Your objective:
Print every record exactly, omitting all pictures.

Recorded information:
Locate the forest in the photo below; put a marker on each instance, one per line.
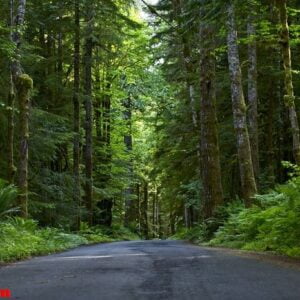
(135, 119)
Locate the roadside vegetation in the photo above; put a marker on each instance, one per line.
(23, 238)
(272, 223)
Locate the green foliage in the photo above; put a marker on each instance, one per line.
(22, 238)
(274, 225)
(8, 195)
(100, 233)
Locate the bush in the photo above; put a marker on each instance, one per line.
(8, 196)
(272, 225)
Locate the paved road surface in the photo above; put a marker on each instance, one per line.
(149, 270)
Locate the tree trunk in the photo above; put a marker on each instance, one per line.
(129, 202)
(23, 84)
(289, 98)
(76, 112)
(11, 169)
(210, 157)
(239, 111)
(253, 95)
(88, 105)
(144, 213)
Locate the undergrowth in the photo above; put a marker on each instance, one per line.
(22, 239)
(271, 224)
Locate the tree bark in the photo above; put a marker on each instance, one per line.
(88, 105)
(11, 169)
(289, 98)
(129, 202)
(253, 95)
(23, 84)
(76, 113)
(239, 111)
(212, 194)
(144, 213)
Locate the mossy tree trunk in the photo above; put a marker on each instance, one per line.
(253, 93)
(130, 211)
(239, 111)
(289, 98)
(88, 105)
(212, 194)
(76, 112)
(144, 212)
(23, 86)
(11, 169)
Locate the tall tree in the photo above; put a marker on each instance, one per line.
(252, 90)
(239, 110)
(88, 105)
(23, 84)
(210, 159)
(11, 110)
(76, 109)
(289, 98)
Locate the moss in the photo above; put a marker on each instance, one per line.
(25, 81)
(289, 100)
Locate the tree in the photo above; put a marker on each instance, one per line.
(239, 110)
(210, 161)
(252, 91)
(88, 105)
(289, 98)
(23, 84)
(76, 107)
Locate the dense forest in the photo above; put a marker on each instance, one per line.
(164, 118)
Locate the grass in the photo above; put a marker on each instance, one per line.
(21, 239)
(271, 224)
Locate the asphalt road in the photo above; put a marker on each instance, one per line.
(149, 270)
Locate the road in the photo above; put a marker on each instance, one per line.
(149, 270)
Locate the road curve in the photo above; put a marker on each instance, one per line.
(149, 270)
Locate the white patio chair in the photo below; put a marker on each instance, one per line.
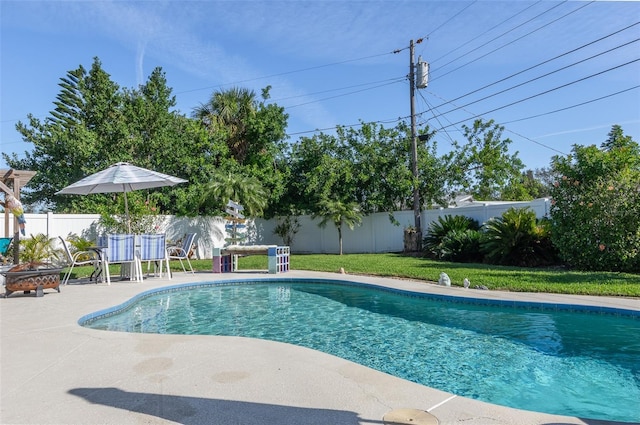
(182, 252)
(153, 248)
(79, 258)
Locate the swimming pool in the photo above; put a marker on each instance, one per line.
(556, 361)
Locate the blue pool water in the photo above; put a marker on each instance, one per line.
(555, 361)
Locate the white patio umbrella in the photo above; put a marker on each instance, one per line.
(120, 177)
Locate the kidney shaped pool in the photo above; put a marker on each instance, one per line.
(558, 360)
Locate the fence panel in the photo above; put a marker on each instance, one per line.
(376, 233)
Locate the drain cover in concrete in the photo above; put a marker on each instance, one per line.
(409, 417)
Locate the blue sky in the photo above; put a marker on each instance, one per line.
(332, 63)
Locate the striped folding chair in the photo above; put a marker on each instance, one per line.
(153, 248)
(121, 250)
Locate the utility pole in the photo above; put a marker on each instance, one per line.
(414, 148)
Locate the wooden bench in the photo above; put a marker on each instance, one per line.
(225, 259)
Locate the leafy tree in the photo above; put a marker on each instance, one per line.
(369, 165)
(516, 239)
(74, 141)
(596, 205)
(483, 167)
(241, 188)
(95, 124)
(462, 246)
(437, 232)
(339, 213)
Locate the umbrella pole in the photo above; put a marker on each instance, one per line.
(126, 212)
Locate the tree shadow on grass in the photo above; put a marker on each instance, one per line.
(198, 410)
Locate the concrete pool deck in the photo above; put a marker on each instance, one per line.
(54, 371)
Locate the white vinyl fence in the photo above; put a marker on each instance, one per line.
(376, 234)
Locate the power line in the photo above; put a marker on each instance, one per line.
(389, 82)
(573, 106)
(542, 76)
(549, 91)
(513, 41)
(544, 62)
(487, 31)
(287, 72)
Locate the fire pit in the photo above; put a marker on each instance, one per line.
(30, 280)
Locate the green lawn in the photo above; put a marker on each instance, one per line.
(515, 279)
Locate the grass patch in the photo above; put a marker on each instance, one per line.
(516, 279)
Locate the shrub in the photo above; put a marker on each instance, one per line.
(461, 246)
(516, 239)
(596, 205)
(438, 231)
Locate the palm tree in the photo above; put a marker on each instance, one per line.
(229, 111)
(339, 213)
(243, 189)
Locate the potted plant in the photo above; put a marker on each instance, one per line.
(36, 270)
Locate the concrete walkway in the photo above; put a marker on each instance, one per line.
(54, 371)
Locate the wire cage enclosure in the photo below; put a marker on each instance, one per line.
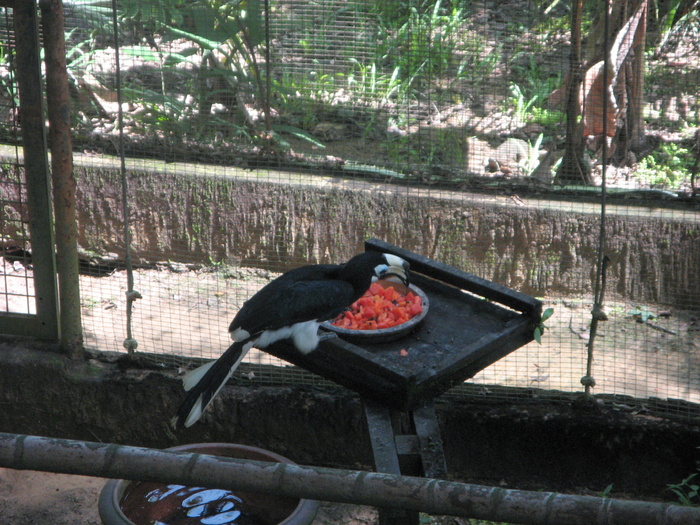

Answer space:
Locate the forest in the photo below; put a marker on each instance, one per line.
(135, 119)
Locate the roadside vegetation in the photo above; put a marker on each instance, one per line.
(23, 238)
(272, 223)
Locate the green foliage in the photo above; put a marker on each instance, one per line.
(22, 238)
(274, 225)
(8, 195)
(100, 233)
Locate the bush in the photo above; put a marker on each instance, one per line.
(8, 196)
(272, 225)
Locate the paved road surface in the photo above; put a marker on each instance, one per line.
(149, 270)
Locate the tree trunk in the photo above; put a marker on each instance, one per line.
(129, 202)
(23, 84)
(289, 98)
(76, 112)
(11, 169)
(210, 157)
(239, 111)
(253, 95)
(88, 105)
(144, 213)
Locate the undergrowth in the photo above; put a marker on each instance, one per line.
(22, 239)
(271, 224)
Locate the tree bark in the photo above; put a marker on each instance, one per line.
(88, 105)
(11, 169)
(289, 98)
(129, 202)
(253, 95)
(23, 84)
(76, 113)
(239, 111)
(212, 194)
(144, 213)
Locate the mossy tree trunk in the photo above; put a marker on each instance, one per line.
(253, 93)
(130, 211)
(239, 111)
(289, 98)
(88, 105)
(212, 194)
(76, 112)
(144, 212)
(23, 86)
(11, 169)
Locate the tall tree in the photo above; put a marker on each instance, one per line.
(252, 90)
(239, 110)
(88, 105)
(23, 84)
(210, 159)
(11, 110)
(76, 109)
(289, 98)
Locate the moss in the photo above; put a marker on each instance, one per line.
(25, 81)
(289, 100)
Locate the tree in the photo above; put a marker on each instance, one per line.
(239, 110)
(210, 161)
(252, 91)
(88, 105)
(289, 98)
(23, 84)
(76, 107)
Locate the dense forest in the photo above; put a marker on each instance, one per line.
(164, 118)
Locate the grass in the photo above; put a marker on each instance, one per line.
(21, 239)
(271, 224)
Locate the asphalt road in the photo above; put a marker on each instance, one per line.
(149, 270)
Locate the road in the photo above; put a marker on each instance, one per line.
(149, 270)
Locate the road curve in the photo above; put a marker on each instance, one per line.
(149, 270)
Locate the white patio chair in the photo below; put a marker on each instance, one per line.
(182, 252)
(153, 248)
(79, 258)
Locate the swimming pool in the photo above; put a marker on each instance, one per line.
(556, 361)
Locate the blue pool water in the photo above; put a marker on each instance, one per line.
(555, 361)
Locate the white patio umbrella in the photo above; put a marker on each instance, one per line.
(120, 177)
Locate the kidney shaped pool in the photo above; put a marker on each instance, one per line.
(558, 360)
Locate the fence panel in the photo above; put a marker on each instance, one per line.
(376, 233)
Locate the drain cover in concrete in the photo above; put a marker on each instance, one per line.
(409, 417)
Locate the blue sky in the photo above; put a marker on each instance, one per line.
(332, 63)
Locate the striped folding chair in the photo above; put a marker on each instance, one per line.
(153, 248)
(121, 250)
Locate the utility pole in the photo above; put a marker on each instance, one per line.
(414, 148)
Locate the wooden bench in the photo above; put a marker on each instance, one per line.
(225, 259)
Locate the leafy tree in the photo above; put a marker on each instance, one per line.
(369, 165)
(516, 239)
(74, 141)
(596, 205)
(483, 167)
(241, 188)
(95, 124)
(462, 246)
(437, 232)
(339, 213)
Locate the umbrella pole in the photo above; put a marker on each instance, one per line.
(126, 212)
Locate the tree shadow on grass in the photo above; put a marker on each instance, one per line.
(198, 410)
Locate the concrete pool deck in the photo above; put a marker on each instance, one per line.
(54, 371)
Locate the white vinyl fence in the photo above; put a marker on each instance, one per line.
(376, 234)
Locate the power line in the photo above; put a marker on each instance, one per line.
(389, 82)
(573, 106)
(542, 76)
(549, 91)
(513, 41)
(544, 62)
(487, 31)
(287, 72)
Locate the fire pit in the photo above; put a marker on each instance, one per line.
(30, 280)
Locate the green lawn in the photo above; put a marker on each instance, one per line.
(515, 279)
Locate the grass patch in the photo above; put a marker on each instance, one per line.
(516, 279)
Locate the shrub in the photo above; put a marker on each instance, one per line.
(461, 246)
(516, 239)
(596, 205)
(438, 231)
Locate the palm tree in the photo above; put a marker on each instance, one per line.
(229, 111)
(339, 213)
(243, 189)
Locate the potted plant in the photo above; put a marker on each instance, one per line.
(36, 270)
Locate the concrete walkway in the photo above; put a marker on each instance, one per line.
(54, 371)
Locate the wire cage enclosure in the photo below; put a marker on each instance, one per line.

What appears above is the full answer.